§ **STATED PROBLEM**: Reproduce the listing below verbatim.

§ **RECORD EXTRACTS**:
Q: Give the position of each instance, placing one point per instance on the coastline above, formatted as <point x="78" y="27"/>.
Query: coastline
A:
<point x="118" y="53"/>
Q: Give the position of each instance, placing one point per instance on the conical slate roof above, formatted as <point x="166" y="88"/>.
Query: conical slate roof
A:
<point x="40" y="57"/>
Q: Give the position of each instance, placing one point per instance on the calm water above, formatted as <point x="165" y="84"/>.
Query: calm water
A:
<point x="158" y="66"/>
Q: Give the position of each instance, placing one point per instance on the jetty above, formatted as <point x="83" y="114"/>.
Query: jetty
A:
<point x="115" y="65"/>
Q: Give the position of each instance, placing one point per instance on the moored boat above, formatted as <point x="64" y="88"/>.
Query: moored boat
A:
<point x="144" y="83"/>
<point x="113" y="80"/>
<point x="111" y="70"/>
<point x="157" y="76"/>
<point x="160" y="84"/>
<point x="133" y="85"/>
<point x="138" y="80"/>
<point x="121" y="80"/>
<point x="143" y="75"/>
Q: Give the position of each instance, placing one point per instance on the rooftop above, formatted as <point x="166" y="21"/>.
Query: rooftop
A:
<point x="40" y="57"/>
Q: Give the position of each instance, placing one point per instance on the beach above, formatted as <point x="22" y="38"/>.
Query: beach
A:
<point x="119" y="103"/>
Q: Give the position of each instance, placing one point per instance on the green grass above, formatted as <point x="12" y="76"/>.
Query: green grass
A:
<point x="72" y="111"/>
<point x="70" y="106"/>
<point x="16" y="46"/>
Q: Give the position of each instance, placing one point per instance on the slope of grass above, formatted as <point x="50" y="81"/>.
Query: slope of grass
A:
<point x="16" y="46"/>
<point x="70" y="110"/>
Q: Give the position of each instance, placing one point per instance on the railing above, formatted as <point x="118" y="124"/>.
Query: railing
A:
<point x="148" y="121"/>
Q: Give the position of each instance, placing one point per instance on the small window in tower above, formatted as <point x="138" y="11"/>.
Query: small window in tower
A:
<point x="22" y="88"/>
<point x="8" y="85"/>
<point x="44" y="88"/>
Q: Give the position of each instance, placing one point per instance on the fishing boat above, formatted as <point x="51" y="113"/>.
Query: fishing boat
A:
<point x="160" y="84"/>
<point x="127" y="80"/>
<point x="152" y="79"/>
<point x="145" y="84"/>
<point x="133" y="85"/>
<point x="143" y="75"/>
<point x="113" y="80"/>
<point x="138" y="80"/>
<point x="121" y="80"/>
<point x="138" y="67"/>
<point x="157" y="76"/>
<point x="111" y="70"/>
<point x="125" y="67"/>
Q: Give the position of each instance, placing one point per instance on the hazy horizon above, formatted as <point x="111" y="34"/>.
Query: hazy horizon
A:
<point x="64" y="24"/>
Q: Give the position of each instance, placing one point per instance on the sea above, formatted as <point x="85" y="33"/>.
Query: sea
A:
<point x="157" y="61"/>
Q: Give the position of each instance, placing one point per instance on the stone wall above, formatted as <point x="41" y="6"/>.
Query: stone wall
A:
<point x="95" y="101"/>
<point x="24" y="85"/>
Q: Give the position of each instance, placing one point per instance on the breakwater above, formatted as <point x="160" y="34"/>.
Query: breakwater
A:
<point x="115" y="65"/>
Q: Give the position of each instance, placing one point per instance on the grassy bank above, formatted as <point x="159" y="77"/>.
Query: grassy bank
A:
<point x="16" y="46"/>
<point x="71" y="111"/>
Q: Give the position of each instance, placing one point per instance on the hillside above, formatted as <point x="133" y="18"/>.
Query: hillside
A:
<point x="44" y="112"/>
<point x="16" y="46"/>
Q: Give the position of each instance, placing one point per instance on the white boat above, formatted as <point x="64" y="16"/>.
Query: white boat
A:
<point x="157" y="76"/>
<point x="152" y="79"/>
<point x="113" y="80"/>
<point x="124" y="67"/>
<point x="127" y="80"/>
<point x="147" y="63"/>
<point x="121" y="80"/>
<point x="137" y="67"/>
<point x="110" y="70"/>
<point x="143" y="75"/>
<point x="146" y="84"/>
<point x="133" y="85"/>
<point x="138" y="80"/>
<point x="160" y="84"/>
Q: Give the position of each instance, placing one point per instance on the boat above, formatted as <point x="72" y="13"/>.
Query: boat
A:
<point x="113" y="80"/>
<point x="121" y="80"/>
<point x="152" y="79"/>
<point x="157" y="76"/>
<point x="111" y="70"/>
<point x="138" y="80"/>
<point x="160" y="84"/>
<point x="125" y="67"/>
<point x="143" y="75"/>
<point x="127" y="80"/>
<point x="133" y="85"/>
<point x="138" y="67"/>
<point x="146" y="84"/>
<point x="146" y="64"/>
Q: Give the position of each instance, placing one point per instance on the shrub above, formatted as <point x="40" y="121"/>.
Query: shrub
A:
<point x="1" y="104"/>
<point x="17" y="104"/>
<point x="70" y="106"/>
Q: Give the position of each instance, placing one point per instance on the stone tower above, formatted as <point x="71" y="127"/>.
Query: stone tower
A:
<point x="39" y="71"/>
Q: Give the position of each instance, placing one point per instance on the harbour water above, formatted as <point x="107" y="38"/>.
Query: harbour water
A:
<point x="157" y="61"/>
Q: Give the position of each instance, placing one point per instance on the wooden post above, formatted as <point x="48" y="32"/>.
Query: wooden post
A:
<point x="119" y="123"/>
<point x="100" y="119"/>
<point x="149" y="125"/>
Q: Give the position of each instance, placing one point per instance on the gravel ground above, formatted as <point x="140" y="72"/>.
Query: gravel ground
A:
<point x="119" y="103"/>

§ **WRITTEN SOLUTION**:
Q: Give the position of each instance, placing one point per instance on the coastline above, formatted as <point x="78" y="27"/>.
Query: coastline
A:
<point x="118" y="53"/>
Q: Give the position of each instance, placing one point per instance on the conical slate roof above, formatted as <point x="166" y="88"/>.
Query: conical slate roof
A:
<point x="40" y="57"/>
Q: Give the position of each instance, placing one point per instance on the calm water above, formatted as <point x="165" y="84"/>.
Query: calm water
A:
<point x="158" y="66"/>
Q: Give the position of each instance, placing one point per instance on the jetty above, formatted as <point x="83" y="114"/>.
Query: jetty
A:
<point x="115" y="65"/>
Q: Give the position of each instance, placing one point per instance on the moored boat above, formatted as <point x="64" y="88"/>.
Query: moored boat
A:
<point x="144" y="83"/>
<point x="113" y="80"/>
<point x="111" y="70"/>
<point x="157" y="76"/>
<point x="160" y="84"/>
<point x="133" y="85"/>
<point x="138" y="80"/>
<point x="121" y="80"/>
<point x="143" y="75"/>
Q: Give the position of each instance, placing one point per instance on the rooftop above, formatted as <point x="166" y="21"/>.
Query: rooftop
A:
<point x="40" y="57"/>
Q: Give the position of each instance, placing one point per instance on the beach above, formatted as <point x="22" y="38"/>.
Query: beach
A:
<point x="119" y="103"/>
Q: Give the position of each instance, placing one point per instance on the green grass above, formatted as <point x="12" y="76"/>.
Query: green grass
A:
<point x="72" y="111"/>
<point x="70" y="106"/>
<point x="16" y="46"/>
Q: Give the position of each instance, placing one point per instance on the slope of grass above, formatted as <point x="50" y="81"/>.
Query: slope of grass
A:
<point x="16" y="46"/>
<point x="70" y="110"/>
Q: Give the position of each instance, placing one point per instance on the railing above, formatted as <point x="118" y="124"/>.
Query: railing
A:
<point x="148" y="121"/>
Q: Give the position of each instance, placing one point per instance on the small window in tower above, formatted as <point x="138" y="11"/>.
Query: small window in tower
A:
<point x="22" y="88"/>
<point x="8" y="85"/>
<point x="44" y="88"/>
Q: Give the position of each instance, placing one point per instance on the fishing boat above, formatted as <point x="51" y="113"/>.
Query: fishing boat
A:
<point x="160" y="84"/>
<point x="127" y="80"/>
<point x="152" y="79"/>
<point x="145" y="84"/>
<point x="133" y="85"/>
<point x="143" y="75"/>
<point x="113" y="80"/>
<point x="138" y="80"/>
<point x="121" y="80"/>
<point x="138" y="67"/>
<point x="157" y="76"/>
<point x="111" y="70"/>
<point x="125" y="67"/>
Q: Give the position of each instance, placing one point per instance on the hazy horizon above, formatted as <point x="111" y="34"/>.
Query: hazy horizon
A:
<point x="64" y="24"/>
Q: Give the position of each instance, placing one point per instance on the sea above, formatted as <point x="85" y="33"/>.
Query: sea
A:
<point x="157" y="61"/>
Q: Give the position of each instance, placing one point per instance on the stone wall above, formatted as <point x="41" y="6"/>.
Query: stone wall
A:
<point x="95" y="101"/>
<point x="24" y="85"/>
Q: Give the position of each instance, placing one point per instance on the breakwater above, formatted as <point x="160" y="34"/>.
Query: breakwater
A:
<point x="115" y="65"/>
Q: Give the position of each instance, placing one point per instance on the grassy bank above, formatted as <point x="159" y="77"/>.
Query: grassy bank
A:
<point x="16" y="46"/>
<point x="71" y="111"/>
Q: Give the position of each instance, placing one point per instance on the hillside above, formatted as <point x="133" y="18"/>.
Query: hillside
A:
<point x="44" y="112"/>
<point x="16" y="46"/>
Q: Give the position of each instance, placing one point per instance on the white boat above, formatted as <point x="64" y="16"/>.
Query: white boat
A:
<point x="157" y="76"/>
<point x="152" y="79"/>
<point x="113" y="80"/>
<point x="124" y="67"/>
<point x="127" y="80"/>
<point x="147" y="63"/>
<point x="121" y="80"/>
<point x="137" y="67"/>
<point x="110" y="70"/>
<point x="143" y="75"/>
<point x="146" y="84"/>
<point x="133" y="85"/>
<point x="138" y="80"/>
<point x="160" y="84"/>
Q: Give the position of each instance, placing one point per instance on the boat above, formatted as <point x="72" y="13"/>.
Query: boat
A:
<point x="113" y="80"/>
<point x="121" y="80"/>
<point x="152" y="79"/>
<point x="157" y="76"/>
<point x="111" y="70"/>
<point x="138" y="80"/>
<point x="160" y="84"/>
<point x="125" y="67"/>
<point x="143" y="75"/>
<point x="127" y="80"/>
<point x="133" y="85"/>
<point x="138" y="67"/>
<point x="146" y="84"/>
<point x="146" y="64"/>
Q: Give the position of each instance, placing one point per instance on the shrub above, formatted as <point x="40" y="121"/>.
Query: shrub
A:
<point x="1" y="104"/>
<point x="17" y="104"/>
<point x="70" y="106"/>
Q: Give the position of each instance, placing one point per instance on the stone tower above, formatted as <point x="71" y="127"/>.
Query: stone tower
A:
<point x="39" y="71"/>
Q: Give the position of each instance, placing one point per instance on the harbour water above, formatted as <point x="107" y="38"/>.
Query: harbour water
A:
<point x="157" y="61"/>
Q: Give the position of each instance, placing one point per instance on the wooden post above, formatted as <point x="48" y="32"/>.
Query: wooden post
A:
<point x="119" y="123"/>
<point x="100" y="119"/>
<point x="149" y="125"/>
Q: Give the position of each instance, placing one point per instance on the gravel ground above, formatted as <point x="140" y="72"/>.
Query: gravel ground
A:
<point x="119" y="103"/>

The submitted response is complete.